* **PASAJE CITADO**
⟨

El amarillismo, como referencia periodística, creo que es un término casi en desuso. Lo he escuchado mencionar de nuevo en boca de algún comentarista en días recientes. La prensa amarilla, frase de la que tanto se echaba mano décadas atrás, es hoy, tal vez, un simple color desteñido. En verdad, el ejercicio periodístico es un caleidoscopio de tinturas: negra, roja, rosa, gris. El amarillo es sólo uno de sus componentes. Quizá por esa variedad de matices importe poco ya traer al debate el color de una crónica o de un estilo periodístico.

Solemos, en nuestra pequeñez de miras y en el menester inoculado por determinados conglomerados geográficos de Poder, creer que todo lo que parezca “malo” (en la enorme relatividad con que camina en la historia este vocablo), es producto de nuestra forma “subdesarrollada” de registrar negatividades en nuestros aconteceres vitales como grupo humano. Desconocemos que muchas acciones de este jaez nacieron en las naciones política y económicamente sólidas. El amarillismo periodístico, por ejemplo, que el comentarista que escuché en la radio atribuía a “las mentes calenturientas del periodismo tropical”. En verdad, la prensa amarilla nació y creció en Estados Unidos. De allá la importamos, como otros enseres y menudencias. La crearon Joseph Pulitzer –cuyo nombre lleva hoy uno de los más codiciados galardones anuales al periodismo, la música y la literatura- y William Randolph Hearst. El primero dirigía el diario New York World, y el segundo el New York Journal, y entre ambos entablaron un jaleo en procura de publicar las noticias más sensacionalistas que generaban lectores y dinero. Eran los monarcas de las catástrofes, los escándalos políticos, las desavenencias conyugales de figuras de renombre, los crímenes (mientras más sangrientos, mejor) que acostumbraban ambos diarios a ilustrar con las fotografías más escandalosas y denigrantes. Todo un espectáculo de ramplonería.

⟩

* **TAREA PROPUESTA A**
Según el pasaje citado, ¿en qué país nació la prensa amarilla?
* **TAREA PROPUESTA B**
Transcribe del pasaje citado el tramo que arranca en las palabras "El amarillismo, como" y termina tras las palabras "un estilo periodístico.".

* **DATOS REGISTRADOS**
⟨

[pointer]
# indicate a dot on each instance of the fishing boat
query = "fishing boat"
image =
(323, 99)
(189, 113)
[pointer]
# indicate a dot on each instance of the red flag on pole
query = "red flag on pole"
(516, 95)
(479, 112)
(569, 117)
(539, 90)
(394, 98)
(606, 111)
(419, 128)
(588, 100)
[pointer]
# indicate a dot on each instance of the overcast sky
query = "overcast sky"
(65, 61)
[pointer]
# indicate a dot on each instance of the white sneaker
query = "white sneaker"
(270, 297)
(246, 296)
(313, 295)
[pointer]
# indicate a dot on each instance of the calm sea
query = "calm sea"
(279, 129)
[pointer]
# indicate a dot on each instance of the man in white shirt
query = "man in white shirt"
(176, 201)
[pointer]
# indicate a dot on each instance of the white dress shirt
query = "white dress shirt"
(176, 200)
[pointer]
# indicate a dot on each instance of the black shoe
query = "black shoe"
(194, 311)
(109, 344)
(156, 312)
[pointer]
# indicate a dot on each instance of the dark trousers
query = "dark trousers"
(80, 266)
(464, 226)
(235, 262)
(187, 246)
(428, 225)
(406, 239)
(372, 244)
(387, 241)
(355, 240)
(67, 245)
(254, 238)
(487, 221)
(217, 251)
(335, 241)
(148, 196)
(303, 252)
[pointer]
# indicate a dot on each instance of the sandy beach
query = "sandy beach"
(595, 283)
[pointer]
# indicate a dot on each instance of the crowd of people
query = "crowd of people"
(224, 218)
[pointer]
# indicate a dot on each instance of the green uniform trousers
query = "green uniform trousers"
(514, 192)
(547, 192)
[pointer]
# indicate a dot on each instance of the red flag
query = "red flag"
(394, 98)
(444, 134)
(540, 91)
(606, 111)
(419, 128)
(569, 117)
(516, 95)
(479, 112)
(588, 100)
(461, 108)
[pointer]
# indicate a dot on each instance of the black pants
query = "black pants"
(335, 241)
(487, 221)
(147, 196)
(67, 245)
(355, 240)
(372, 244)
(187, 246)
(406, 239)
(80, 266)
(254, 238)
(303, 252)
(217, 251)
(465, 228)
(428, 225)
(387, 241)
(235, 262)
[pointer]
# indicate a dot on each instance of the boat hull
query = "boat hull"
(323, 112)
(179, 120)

⟩
⟨

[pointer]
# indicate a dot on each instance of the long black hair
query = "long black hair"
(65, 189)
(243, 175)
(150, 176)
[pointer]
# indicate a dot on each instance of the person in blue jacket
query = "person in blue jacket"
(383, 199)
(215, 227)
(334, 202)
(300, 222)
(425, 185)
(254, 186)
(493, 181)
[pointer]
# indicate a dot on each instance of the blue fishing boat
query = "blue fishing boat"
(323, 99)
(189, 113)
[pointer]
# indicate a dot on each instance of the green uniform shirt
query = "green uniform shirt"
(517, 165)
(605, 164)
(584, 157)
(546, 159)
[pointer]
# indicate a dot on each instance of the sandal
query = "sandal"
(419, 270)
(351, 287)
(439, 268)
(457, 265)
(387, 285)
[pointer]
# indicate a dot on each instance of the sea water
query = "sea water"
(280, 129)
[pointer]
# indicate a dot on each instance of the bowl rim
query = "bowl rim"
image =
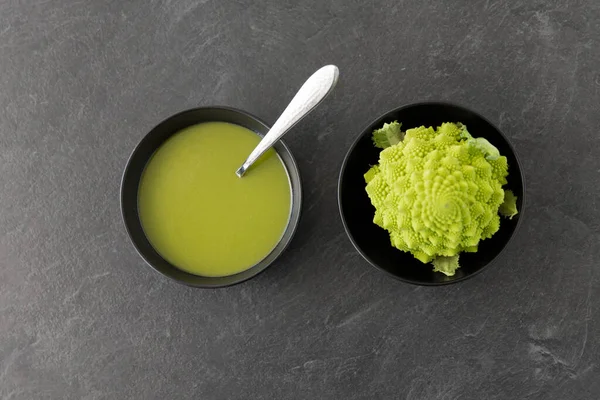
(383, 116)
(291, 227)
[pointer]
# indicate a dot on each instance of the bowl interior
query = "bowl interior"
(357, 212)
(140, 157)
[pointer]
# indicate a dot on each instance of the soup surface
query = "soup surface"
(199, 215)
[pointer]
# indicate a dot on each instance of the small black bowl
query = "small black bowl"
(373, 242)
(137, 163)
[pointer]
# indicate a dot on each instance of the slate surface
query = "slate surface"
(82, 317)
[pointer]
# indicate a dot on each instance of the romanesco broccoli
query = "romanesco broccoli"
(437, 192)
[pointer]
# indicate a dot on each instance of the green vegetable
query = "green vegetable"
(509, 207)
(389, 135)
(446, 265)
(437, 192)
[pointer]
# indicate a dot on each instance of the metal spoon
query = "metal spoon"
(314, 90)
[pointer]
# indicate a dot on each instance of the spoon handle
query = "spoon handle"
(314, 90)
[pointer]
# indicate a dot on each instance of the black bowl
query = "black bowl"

⟩
⟨

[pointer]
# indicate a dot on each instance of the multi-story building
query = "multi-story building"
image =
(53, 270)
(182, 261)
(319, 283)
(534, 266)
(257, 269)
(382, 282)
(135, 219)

⟩

* **RESPUESTA ESCRITA A**
En Estados Unidos.

* **RESPUESTA ESCRITA B**
El amarillismo, como referencia periodística, creo que es un término casi en desuso. Lo he escuchado mencionar de nuevo en boca de algún comentarista en días recientes. La prensa amarilla, frase de la que tanto se echaba mano décadas atrás, es hoy, tal vez, un simple color desteñido. En verdad, el ejercicio periodístico es un caleidoscopio de tinturas: negra, roja, rosa, gris. El amarillo es sólo uno de sus componentes. Quizá por esa variedad de matices importe poco ya traer al debate el color de una crónica o de un estilo periodístico.